Wednesday, April 04, 2007

The horror, the horror

...from my pal, Judd Williams
The dateline is April Fools Day, but it sounds so much like this administration it's hard not to take it seriously.

Doug Mills/ The New York Times

JACKSONVILLE, North Carolina. April 1
Vice President Cheney delivered a speech early Sunday morning before a formation of soldiers at Camp Lejeune in North Carolina. The speech was not publicized and the prepared remarks were intended to boost troop morale. The comments were fairly unremarkable except for one short comment near the end of the speech in which Mr. Cheney suggested that the Bush Administration may seek to challenge the 22nd amendment in the 2008 presidential election in an effort to ensure that the war in Iraq is successful.

Mr. Cheney again cited the war in Iraq as a key component in the effort to combat terrorism, saying "The war in Iraq is such a crucial part of the greater war on terror that we currently have our legal advisors looking into the possibility that the 22nd Amendment may not apply in 2008."

Because the speech was not publicized and was held on a secure military base, very few journalists were present, and none were able to ask questions about what the Vice President's comments might mean. Repeated efforts to contact the Vice President's Office to clarify the comment were unsuccessful.

The 22nd Amendment to the Constitution prohibits U.S. Presidents from running for a third term, stating "

No person shall be elected to the office of the President more than twice...". The 22nd Amendment was passed in 1951 after President Franklin Roosevelt broke a tradition that dated back to George Washington, in which Presidents voluntarily refused to run for a third term.

Political pundits and Constitutional experts are split on what the Vice President's comments could mean. Some see the comments as an effort to extend the Administration's "war powers" due to the fact that the country is at war. They argue that there is a tenuous case to be made that the 22nd Amendment doesn't apply during war time since the Congress waited until after WW II to introduce such an Amendment. Others say that the mere fact that the country had just ended the war in 1951, when the Amendment was passed, suggests that the Congress would have put such an exception into the language of the Amendment if they had intended it not apply during times of war.
________________________
GIVEN PROBLEM 1. Find every line in the entries below that contains the word "white", and copy each of those lines.
The post above and the entries that come next have no connection to each other.

PROVIDED ENTRIES.
________________________
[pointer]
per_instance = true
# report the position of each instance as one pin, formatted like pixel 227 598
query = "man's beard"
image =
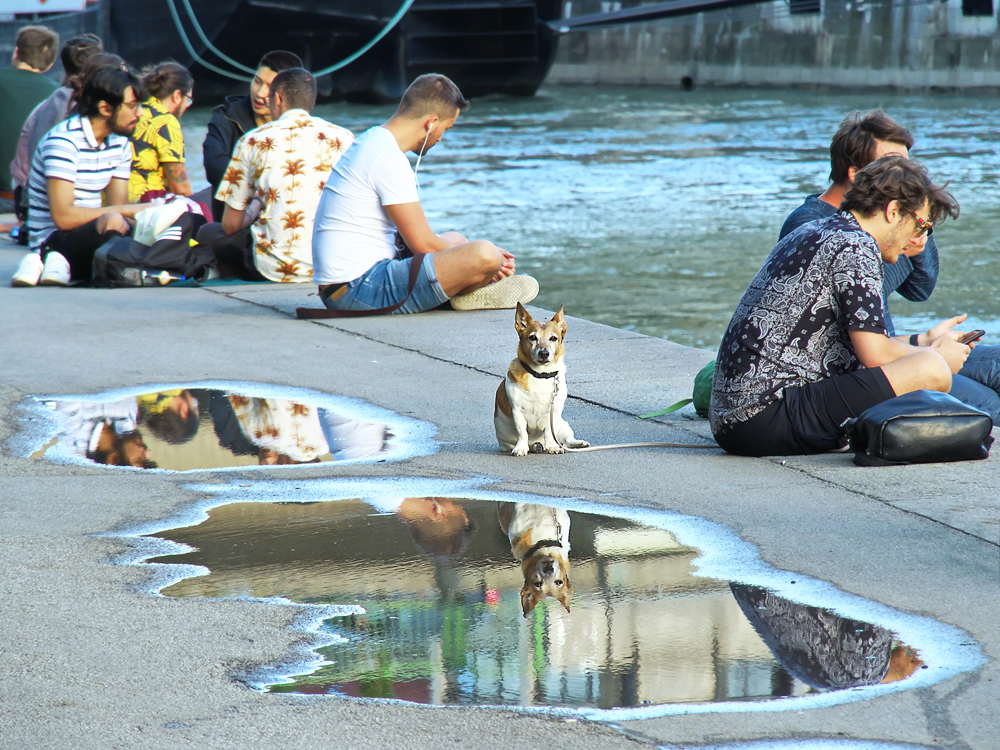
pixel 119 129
________________________
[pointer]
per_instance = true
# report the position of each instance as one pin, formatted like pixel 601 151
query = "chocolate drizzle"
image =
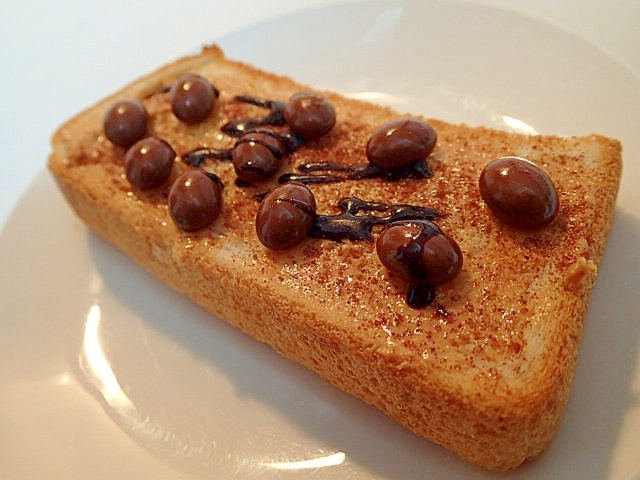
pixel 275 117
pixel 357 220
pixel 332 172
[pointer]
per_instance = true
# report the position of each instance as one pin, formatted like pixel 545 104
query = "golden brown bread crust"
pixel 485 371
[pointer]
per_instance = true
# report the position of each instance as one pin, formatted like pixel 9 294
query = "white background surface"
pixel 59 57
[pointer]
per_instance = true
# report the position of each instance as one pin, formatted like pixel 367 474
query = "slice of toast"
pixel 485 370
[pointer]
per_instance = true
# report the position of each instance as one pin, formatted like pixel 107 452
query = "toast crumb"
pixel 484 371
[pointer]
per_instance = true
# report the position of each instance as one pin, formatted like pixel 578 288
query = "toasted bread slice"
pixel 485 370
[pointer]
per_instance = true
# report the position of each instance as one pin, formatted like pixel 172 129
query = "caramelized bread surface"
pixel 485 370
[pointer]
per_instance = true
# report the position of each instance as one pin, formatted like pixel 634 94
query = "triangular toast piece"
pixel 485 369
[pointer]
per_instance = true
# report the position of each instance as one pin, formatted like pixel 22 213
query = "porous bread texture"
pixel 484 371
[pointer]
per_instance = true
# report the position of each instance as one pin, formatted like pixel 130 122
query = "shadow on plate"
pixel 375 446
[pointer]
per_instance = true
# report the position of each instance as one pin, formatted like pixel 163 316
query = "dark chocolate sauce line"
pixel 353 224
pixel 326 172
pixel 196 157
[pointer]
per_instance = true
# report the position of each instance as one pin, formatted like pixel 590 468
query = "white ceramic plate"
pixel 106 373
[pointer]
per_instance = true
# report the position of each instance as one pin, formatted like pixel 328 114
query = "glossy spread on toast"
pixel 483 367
________________________
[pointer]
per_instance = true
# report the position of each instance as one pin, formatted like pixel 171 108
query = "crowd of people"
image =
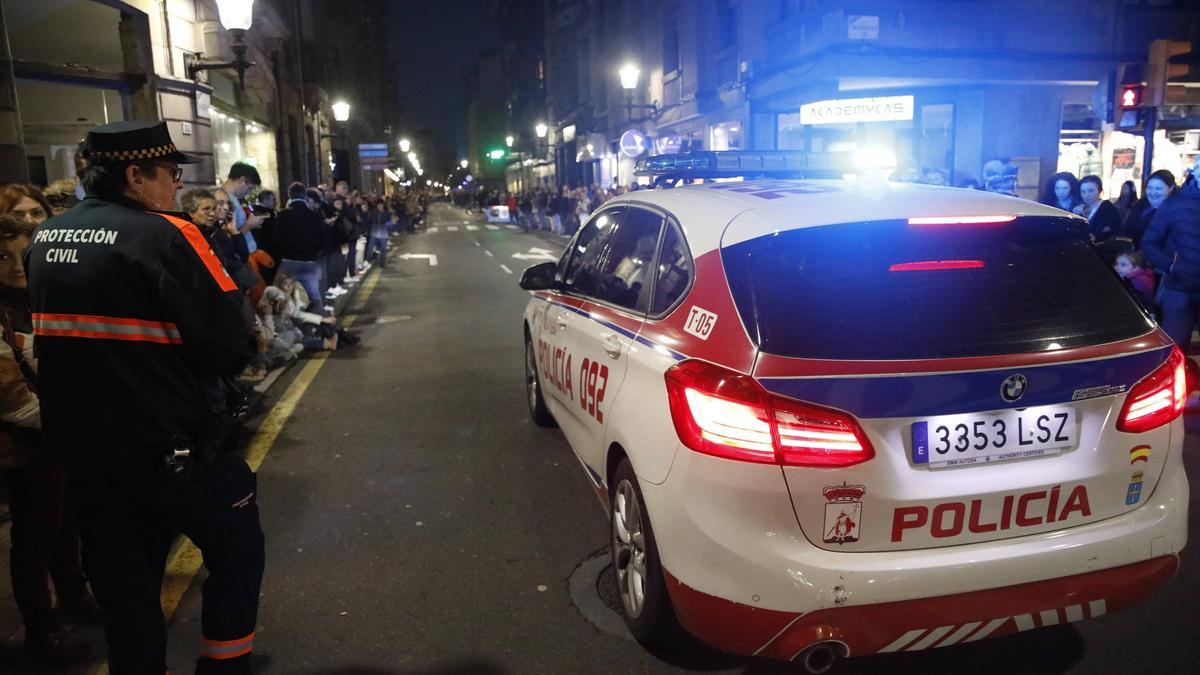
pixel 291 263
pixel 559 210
________________________
GIVEN PROBLEM 2. Continue the post above about Vice President Cheney's comment on the 22nd Amendment, picking up right after its final sentence.

EXERCISE ANSWER 1.
query = "white background surface"
query = "white ceramic plate"

EXERCISE ANSWER 2.
Others say that the Bush Administration will argue that the 2000 race was not actually decided by an election and that the Bush administration has technically only been "elected" once since the Supreme Court's Decision in Bush v. Gore effectively nullified the popular vote. Anonymous sources inside the White House have corrborated that this may indeed be the Administration's plan.

Arguing that it was not actually elected would be a very interesting approach for the administration to say the least, but most experts agree that it is certainly possible given the Bush administration's history of creative interpretation of the law with regard to such cases as:

• the assertion that The Geneva Conventions do not apply to U.S. detainees captured on the battlefield,
• suggestions that the legal definition of "torture" only includes activities that cause death or organ failure,
• the argument that U.S. Citizens do not have a right to "due process" if declared "enemy combatants", which was recently rejected by the Supreme Court,
• Attorney General Albert Gonzales's testimony before Congress that the Constitution doesn't guarantee U.S. Citizens a right to Habeas Corpus,
• The Administration's claim that the FISA law does not apply to their warrantless wire taps of Americans.

Critics of the Administration argue that these cases are all the proof needed to believe that The Bush Administration would try to argue that its own victory in 2000 demonstrates that it could run for a third term in 2008.


Anonymous Anonymous said...

Worst. Nightmare. Ever.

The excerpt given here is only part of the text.